▸ JOB 1
Answer these questions about the passage on course registration:
(a) Which course was the writer waitlisted for?
(b) What went wrong during registration?
(c) Who taught the ASL course?

▸ EXTRACTED TEXT

******************************

During course registration for the first semester of my first year, the unthinkable happened—my Wi-Fi crashed. The courses immediately filled, and I was left disappointed and on the waitlist for Introduction to Cognitive Neuropsychology. As I was scrambling to piece my schedule together, I saw First Year American Sign Language (ASL) was open. It aligned with some of my interests and previous volunteer work, so I decided I would enroll. If I got off the waitlist for cognitive neuropsychology, however, I was definitely switching into that class.  

I instantly fell in love with my ASL course. Learning about deaf culture and new vocabulary words was exciting. Our instructor, Professor Sampson, taught with a zeal that made every lesson engaging and fun. It quickly became my favorite class, and I was always looking forward to it.

******************************

▸ DATASET RECORDS
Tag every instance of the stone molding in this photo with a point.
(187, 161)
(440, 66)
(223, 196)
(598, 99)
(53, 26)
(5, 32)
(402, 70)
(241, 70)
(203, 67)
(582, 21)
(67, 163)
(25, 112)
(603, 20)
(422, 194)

******************************

▸ JOB 2
Return the records above unchanged, from the tagging line through the last coordinate pair.

▸ REPLY 1
(a) Introduction to Cognitive Neuropsychology
(b) The writer's Wi-Fi crashed.
(c) Professor Sampson

▸ REPLY 2
Tag every instance of the stone molding in this photo with a point.
(187, 161)
(440, 66)
(223, 196)
(598, 99)
(53, 26)
(5, 32)
(402, 70)
(241, 70)
(203, 67)
(582, 21)
(67, 163)
(25, 112)
(603, 20)
(422, 194)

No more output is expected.